==== LISTED RECORDS

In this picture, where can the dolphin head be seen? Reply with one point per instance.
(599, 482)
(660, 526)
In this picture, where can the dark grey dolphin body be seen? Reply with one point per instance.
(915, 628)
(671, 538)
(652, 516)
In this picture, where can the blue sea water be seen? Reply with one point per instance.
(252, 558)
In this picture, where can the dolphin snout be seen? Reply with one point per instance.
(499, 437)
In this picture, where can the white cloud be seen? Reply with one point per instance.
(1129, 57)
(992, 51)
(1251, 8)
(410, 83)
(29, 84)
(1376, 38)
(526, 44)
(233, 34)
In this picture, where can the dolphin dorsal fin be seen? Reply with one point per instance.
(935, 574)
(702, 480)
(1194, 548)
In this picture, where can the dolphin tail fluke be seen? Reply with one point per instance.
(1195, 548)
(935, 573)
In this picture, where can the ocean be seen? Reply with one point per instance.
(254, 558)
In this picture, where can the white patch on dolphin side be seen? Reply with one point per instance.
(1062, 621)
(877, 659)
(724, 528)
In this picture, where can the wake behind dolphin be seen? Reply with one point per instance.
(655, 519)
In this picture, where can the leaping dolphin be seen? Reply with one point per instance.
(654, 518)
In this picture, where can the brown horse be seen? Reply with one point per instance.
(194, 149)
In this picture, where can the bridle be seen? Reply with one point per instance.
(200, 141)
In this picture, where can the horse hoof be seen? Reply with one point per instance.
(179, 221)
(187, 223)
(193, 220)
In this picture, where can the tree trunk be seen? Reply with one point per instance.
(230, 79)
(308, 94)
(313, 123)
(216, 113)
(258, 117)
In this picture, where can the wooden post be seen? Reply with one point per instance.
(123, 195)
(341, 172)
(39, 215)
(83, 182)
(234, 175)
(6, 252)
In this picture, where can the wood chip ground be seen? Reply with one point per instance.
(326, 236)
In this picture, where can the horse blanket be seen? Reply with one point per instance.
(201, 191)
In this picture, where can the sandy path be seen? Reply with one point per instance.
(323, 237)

========

_WHAT THE TASK ASKS_
Put the data above into a two-column CSV with the headers "prompt" and "reply", one row for each request. Enclose each field in double quotes and replace every line break inside a field with a space.

_RESPONSE TO THIS EXERCISE_
prompt,reply
"In this picture, where can the dolphin head be seen? Reply with one point per instance.","(599, 482) (660, 526)"
"In this picture, where can the dark grey dolphin body be seen? Reply with one point per instance.","(915, 628) (671, 538) (652, 516)"
"In this picture, where can the blue sea water be seen? Reply with one point per instance.","(252, 558)"
"In this picture, where can the dolphin snout be seen? Reply with one point per instance.","(499, 437)"
"In this picture, where can the white cloud be seen? Reply with one point per instance.","(1129, 57) (992, 51) (1251, 8) (410, 83) (29, 84) (1376, 38) (526, 44) (233, 34)"
"In this picture, where can the dolphin dorsal fin be seen? Reply with one point per instance.","(935, 574) (702, 480) (1194, 548)"
"In this picture, where can the dolphin tail fluke be seen? Reply with one point per instance.","(1195, 548) (935, 573)"
"In this picture, where can the ocean be seen? Reply with one point per instance.","(254, 558)"
"In this picture, where can the white patch on dolphin side be seen? Reply with one point per instance.","(1062, 621) (877, 659) (724, 528)"
"In this picture, where can the wake behind dolphin be seen? Reply with one point per instance.","(655, 519)"
"In this picture, where can the leaping dolphin be seen? Reply with one point per instance.","(654, 518)"
"In this picture, where can the brown horse be seen? Reply with one point per instance.","(194, 149)"
"In this picture, where can the bridle be seen? Reply with one point per instance.","(200, 141)"
"In this picture, where can the horse hoof be seen? Reply with one point per instance.","(179, 221) (187, 223) (193, 220)"
"In this picture, where can the tree trunk be seen? Reply with one point per instance.","(230, 79) (308, 94) (313, 123) (216, 113) (258, 117)"
"In this picture, where can the wooden post be seen? Reply with one point per instance.","(123, 195) (341, 172) (39, 215) (83, 182) (234, 175) (6, 252)"
"In this picture, where can the wood chip ground be seen? Reply with one point per instance.","(326, 236)"
"In this picture, where can the horse blanket be seen? Reply with one point per instance.","(201, 191)"
"In this picture, where can the sandy path be seen? Reply with one point per instance.","(323, 237)"